Point-per-instance localization data
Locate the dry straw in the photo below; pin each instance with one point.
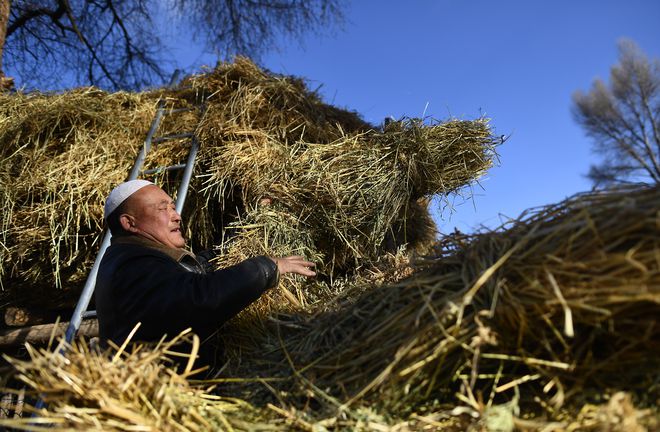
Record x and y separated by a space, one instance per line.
559 307
353 190
537 326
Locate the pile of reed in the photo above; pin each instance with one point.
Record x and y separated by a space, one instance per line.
342 191
549 323
140 389
554 310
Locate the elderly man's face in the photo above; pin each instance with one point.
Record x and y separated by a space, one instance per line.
151 214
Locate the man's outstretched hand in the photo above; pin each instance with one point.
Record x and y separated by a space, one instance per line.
295 264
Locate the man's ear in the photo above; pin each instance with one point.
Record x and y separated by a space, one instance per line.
127 222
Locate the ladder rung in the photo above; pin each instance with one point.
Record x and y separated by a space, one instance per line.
173 136
159 170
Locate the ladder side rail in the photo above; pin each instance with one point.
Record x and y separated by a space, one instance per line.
90 283
187 175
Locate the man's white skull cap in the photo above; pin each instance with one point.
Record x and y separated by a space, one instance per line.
120 193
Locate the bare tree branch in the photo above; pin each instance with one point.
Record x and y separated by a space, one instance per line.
623 119
116 44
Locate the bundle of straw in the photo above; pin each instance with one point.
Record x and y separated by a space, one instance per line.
547 324
353 190
85 389
561 304
59 156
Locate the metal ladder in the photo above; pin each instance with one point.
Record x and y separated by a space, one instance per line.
80 311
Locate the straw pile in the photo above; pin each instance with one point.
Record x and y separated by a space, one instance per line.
547 324
118 390
336 188
559 308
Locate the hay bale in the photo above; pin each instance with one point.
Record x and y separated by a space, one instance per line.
354 188
559 307
547 323
118 390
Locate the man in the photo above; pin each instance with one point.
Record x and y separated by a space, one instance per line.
147 275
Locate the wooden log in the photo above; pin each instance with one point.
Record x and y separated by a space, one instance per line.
42 333
20 317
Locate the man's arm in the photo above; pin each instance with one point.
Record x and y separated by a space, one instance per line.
167 299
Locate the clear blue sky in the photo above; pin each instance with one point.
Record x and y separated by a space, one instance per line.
516 61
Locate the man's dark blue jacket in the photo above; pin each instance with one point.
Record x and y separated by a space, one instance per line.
168 290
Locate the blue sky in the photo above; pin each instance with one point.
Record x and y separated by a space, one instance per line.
517 62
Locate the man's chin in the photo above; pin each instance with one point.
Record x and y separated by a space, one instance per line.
179 241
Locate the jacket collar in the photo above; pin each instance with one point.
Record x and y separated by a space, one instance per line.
176 254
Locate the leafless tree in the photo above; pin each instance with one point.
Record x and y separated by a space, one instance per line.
119 43
623 119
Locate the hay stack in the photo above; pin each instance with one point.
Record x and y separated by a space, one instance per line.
558 308
119 390
341 190
549 324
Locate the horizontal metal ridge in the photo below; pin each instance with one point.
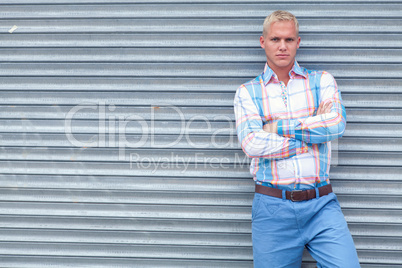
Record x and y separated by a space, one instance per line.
162 84
194 55
197 10
165 225
23 261
121 250
126 224
138 133
174 211
195 25
108 100
338 40
168 113
58 146
161 238
390 170
187 70
351 201
361 181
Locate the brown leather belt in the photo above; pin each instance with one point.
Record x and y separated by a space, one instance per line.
295 196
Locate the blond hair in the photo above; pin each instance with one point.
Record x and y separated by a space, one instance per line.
276 16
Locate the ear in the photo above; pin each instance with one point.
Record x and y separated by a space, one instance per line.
262 42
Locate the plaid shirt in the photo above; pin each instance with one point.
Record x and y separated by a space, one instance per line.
298 157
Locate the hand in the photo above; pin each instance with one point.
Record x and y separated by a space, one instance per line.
271 127
324 108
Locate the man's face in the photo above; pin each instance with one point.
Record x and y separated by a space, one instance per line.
280 44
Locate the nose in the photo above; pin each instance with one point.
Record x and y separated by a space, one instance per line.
282 45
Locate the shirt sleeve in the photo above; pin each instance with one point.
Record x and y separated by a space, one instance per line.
255 142
321 128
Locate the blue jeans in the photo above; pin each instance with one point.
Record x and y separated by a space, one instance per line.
282 228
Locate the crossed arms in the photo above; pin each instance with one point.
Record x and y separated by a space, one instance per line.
288 137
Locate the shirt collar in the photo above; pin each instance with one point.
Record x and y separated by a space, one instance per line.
268 73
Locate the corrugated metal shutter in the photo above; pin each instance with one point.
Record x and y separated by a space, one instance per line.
127 71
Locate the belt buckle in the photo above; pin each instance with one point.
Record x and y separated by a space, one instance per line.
291 195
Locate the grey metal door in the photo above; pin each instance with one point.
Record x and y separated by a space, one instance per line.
118 145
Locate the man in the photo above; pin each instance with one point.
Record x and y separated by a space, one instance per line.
285 119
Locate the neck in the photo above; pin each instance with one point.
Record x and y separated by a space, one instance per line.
282 73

WHAT YOU SHOULD DO
Without any of the pictures, repeat the entries above word for word.

TASK RESULT
Locate the dry straw in the photo below; pin each instance with one point.
Record x and y separated by a space, one instance per line.
559 307
353 190
537 326
Locate the pile of reed in the photo above; pin each instance with one point.
Record x and y separated by a space, one instance per line.
342 191
549 323
140 389
554 310
Locate the elderly man's face in the photo above; pin each instance with one point.
Record x and y separated by a space, one instance per line.
151 214
Locate the man's outstretched hand in the photo above; pin each instance with one point.
Record x and y separated by a space, one instance per line.
295 264
Locate the man's ear in the photo above; pin each instance with one point.
Record x and y separated by a space, one instance per line.
127 222
Locate the ladder rung in the photo above; pin each instance with one point.
Record x and y separated by a space, one instance per line.
173 136
159 170
Locate the ladder side rail in the photo above; pin each instance with one point.
Record x and y separated by a space, one instance per line.
90 283
187 175
Locate the man's white skull cap in the photo above; pin each instance with one point.
Record x and y separated by a space, one instance per line.
120 193
Locate the bare tree branch in the photo above; pin each instance with one point.
Record x and y separated by a space, one instance per line.
623 119
116 44
Locate the bundle of straw in the photo above; pin each instance with one point.
Record x and y separated by a space, one instance per line.
547 324
353 190
85 389
561 304
59 156
Locate the metal ladder in the photo above; pin each instance with one point.
Record x and y separated by a space, one instance per line.
80 311
Locate the straw pile in the photo above; pin each instance with one point.
Record x and y separated by a space, one instance per line.
547 324
118 390
336 188
559 308
Locate the hay bale in the photo above; pin each instance with one point.
Record x and y separated by a space, one instance per line.
354 188
559 307
547 323
118 390
Locate the man in the photo above; pin each instance with one point.
Record x and y separated by a space, one instance per line.
147 275
Locate the wooden log in the photo above; pin each instance with one point.
Record x and y separated by a space, one instance per line.
42 333
20 317
Locate the man's arm in the photo above; pin each instance with one point.
Record x and y separated by a space, one instance per line.
167 299
Locate the clear blue sky in the photo above; pin each instance with one point.
Record x and y separated by a space, one instance per line.
516 61
Locate the man's dark blue jacket in the photo above; pin each instance with one point.
Record x and y separated by a space, one instance per line.
168 290
Locate the blue sky in the photo above; pin each instance with one point.
Record x and y separated by a space, one instance per line.
517 62
Locate the man's chin in the photo above; pin each instance with one point.
Record x and y separated by a space, one instance per line.
179 241
Locate the jacket collar in the photo above; pin each instance with one point.
Record x and y separated by a space, one instance per line.
176 254
Locate the leafless tree in the photo above; pin each instance with one point.
Record x and y separated by a space, one instance per line.
119 43
623 119
Locate the hay stack in the photo above; pin each instance with one point.
Record x and y separated by a space, one instance per line.
558 308
119 390
341 190
549 324
Locate the horizontal metal ridge in the photo below; pin each instance with one point.
Record x and y separated by a space, one instance per line.
162 84
194 55
197 10
165 225
23 261
121 250
126 224
138 133
174 211
195 25
108 100
338 40
168 113
58 146
161 238
390 170
187 70
351 201
361 181
Locate the brown leather belt in the photo above; pin each instance with one point.
Record x and y separated by a space, one instance per line.
295 196
Locate the blond hair in the photo above; pin each instance with one point.
Record x and y separated by a space, one instance per line.
276 16
Locate the ear in the photo above; pin each instance with one point.
Record x and y separated by a space, one instance per line.
262 42
Locate the plaid shirt in the photo above; pin each instance with one point.
Record x and y separated by a space, one instance per line.
298 157
Locate the hand in the photo above; pin each instance with one point.
Record x and y separated by a space, one instance per line.
271 127
324 108
Locate the man's face in the photo above; pin each instance with one point.
Record x and y separated by a space, one instance per line.
280 44
Locate the nose in the photo above; pin each instance with one point.
Record x and y separated by a space, one instance per line.
282 45
Locate the shirt sleeve in the photo above; pin each instance with one point.
Record x and y separated by a space, one instance per line.
255 142
321 128
Locate the blue jeans in the photo above; pin each instance with one point.
Record x and y separated by a space, one instance per line.
282 228
Locate the crossed arms in the photo above; pin each instance with one point.
Record x and y separated by a space, one instance per line.
288 137
Locate the shirt collar in the photo above; pin each instance with one point.
Record x and y separated by a space, one instance per line.
268 73
Locate the corrugated metal shutter in the photo above; pin each instance with one point.
Record x and y separated by a space, one instance per line.
127 71
Locate the belt buckle in the photo above; pin each instance with one point.
Record x and y separated by a space, one instance per line.
291 195
Locate the grey metal door in the photo above; pin each instance with one point.
Record x and y separated by a space, one instance per line.
118 145
Locate the man in the photo above; pin each instance with one point.
Record x and y separated by a space, one instance per line.
285 119
Locate the neck in the photo above; pin each instance with one point.
Record x and y separated by a space, one instance per line.
282 73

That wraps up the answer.